▸ To be done:
Each entry has to be copied exactly, with nothing missed.
**** Records to process ****
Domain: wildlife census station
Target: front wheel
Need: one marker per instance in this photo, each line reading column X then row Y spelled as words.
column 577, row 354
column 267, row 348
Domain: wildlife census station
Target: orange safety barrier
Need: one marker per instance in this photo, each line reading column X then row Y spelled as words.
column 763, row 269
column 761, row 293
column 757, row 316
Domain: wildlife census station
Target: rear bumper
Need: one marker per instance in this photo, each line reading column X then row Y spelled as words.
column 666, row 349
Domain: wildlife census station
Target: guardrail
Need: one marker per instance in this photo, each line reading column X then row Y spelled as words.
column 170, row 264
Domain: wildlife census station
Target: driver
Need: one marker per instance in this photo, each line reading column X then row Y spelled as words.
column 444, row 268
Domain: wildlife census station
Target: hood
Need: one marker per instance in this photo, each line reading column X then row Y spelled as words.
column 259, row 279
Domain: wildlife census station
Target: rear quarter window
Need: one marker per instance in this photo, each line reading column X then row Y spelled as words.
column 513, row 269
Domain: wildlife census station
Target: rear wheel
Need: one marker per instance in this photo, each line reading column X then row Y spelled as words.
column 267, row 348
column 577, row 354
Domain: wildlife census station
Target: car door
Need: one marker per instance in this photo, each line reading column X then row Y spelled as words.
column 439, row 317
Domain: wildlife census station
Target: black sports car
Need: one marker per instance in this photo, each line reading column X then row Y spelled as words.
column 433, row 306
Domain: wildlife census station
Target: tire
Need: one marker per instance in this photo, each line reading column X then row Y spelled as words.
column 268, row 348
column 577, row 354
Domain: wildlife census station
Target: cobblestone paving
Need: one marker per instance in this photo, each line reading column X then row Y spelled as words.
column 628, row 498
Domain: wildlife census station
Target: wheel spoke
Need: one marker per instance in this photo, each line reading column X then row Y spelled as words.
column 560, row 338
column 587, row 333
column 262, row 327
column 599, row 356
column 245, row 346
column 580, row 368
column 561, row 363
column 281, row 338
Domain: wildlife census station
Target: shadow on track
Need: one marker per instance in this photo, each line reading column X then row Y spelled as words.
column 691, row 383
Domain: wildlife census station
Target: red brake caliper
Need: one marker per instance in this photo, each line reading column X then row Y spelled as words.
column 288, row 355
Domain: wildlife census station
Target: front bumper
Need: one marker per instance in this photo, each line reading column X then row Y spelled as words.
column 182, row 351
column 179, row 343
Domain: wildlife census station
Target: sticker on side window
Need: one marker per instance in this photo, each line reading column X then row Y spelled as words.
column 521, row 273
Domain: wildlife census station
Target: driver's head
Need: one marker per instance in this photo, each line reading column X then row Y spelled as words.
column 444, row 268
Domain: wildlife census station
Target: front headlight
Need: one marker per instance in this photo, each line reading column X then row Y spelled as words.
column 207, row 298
****
▸ Solution:
Domain: wildlife census station
Target: front wheel
Need: one marker per instance in this photo, each line reading column X then row Y spelled as words.
column 577, row 354
column 267, row 348
Domain: wildlife census station
Target: orange safety barrier
Need: one marker per instance in this photo, each line reading column X then row Y spelled as words.
column 763, row 269
column 761, row 293
column 757, row 316
Domain: wildlife census station
Target: rear bumper
Need: one marker per instance in this photo, each line reading column X then row Y spelled as words.
column 666, row 349
Domain: wildlife census station
Target: guardrail
Need: one marker per instance in this photo, each line reading column X then row Y spelled as words.
column 170, row 264
Domain: wildlife census station
Target: driver
Need: one marker per instance in this photo, each line reading column X then row Y spelled as words.
column 444, row 268
Domain: wildlife census station
Target: hood
Need: one marker per instance in this photo, each line reading column X then row Y spelled as words.
column 259, row 279
Domain: wildlife census station
Target: rear quarter window
Need: one marker per instance in this photo, each line reading column X then row Y spelled as words.
column 513, row 269
Domain: wildlife census station
Target: rear wheel
Need: one marker per instance in this photo, each line reading column X then row Y spelled as words.
column 267, row 348
column 577, row 354
Domain: wildlife census station
Target: car door
Need: one marker per instance in this photo, each line reading column X then row Y spelled as words.
column 439, row 317
Domain: wildlife census station
Target: black sports car
Need: one marker per instance in this photo, each line reading column X then row Y spelled as words.
column 433, row 306
Domain: wildlife census station
Target: tire
Need: one marker per instance in this photo, each line reading column X then row Y spelled as words.
column 268, row 348
column 577, row 354
Domain: wildlife census station
Target: cobblestone paving
Need: one marker per instance in this photo, each line reading column X then row Y spelled as words.
column 628, row 498
Domain: wildlife census station
Target: wheel spoke
Need: one marker per instance in this photo, each line reading column X then row Y spelled as words.
column 560, row 338
column 587, row 333
column 262, row 327
column 599, row 356
column 245, row 346
column 580, row 368
column 561, row 363
column 281, row 338
Domain: wildlife census station
Target: shadow on track
Need: one marker per instance in this photo, each line reading column X then row Y spelled as words.
column 691, row 383
Domain: wildlife census station
Target: red brake caliper
Need: one marker per instance in this photo, each line reading column X then row Y spelled as words.
column 288, row 355
Domain: wildlife census station
Target: front bumper
Need: one marker per instance in this photo, each line reading column X then row Y spelled as words.
column 182, row 351
column 179, row 343
Domain: wildlife census station
Target: sticker on side window
Need: one marker per instance in this photo, each line reading column X then row Y spelled as words.
column 521, row 273
Domain: wildlife census station
Target: driver's head
Need: one marker per instance in this photo, each line reading column X then row Y spelled as words.
column 444, row 268
Domain: wildlife census station
Target: front headlight
Need: one marker per instance in this photo, each line reading column X then row Y spelled as words.
column 207, row 298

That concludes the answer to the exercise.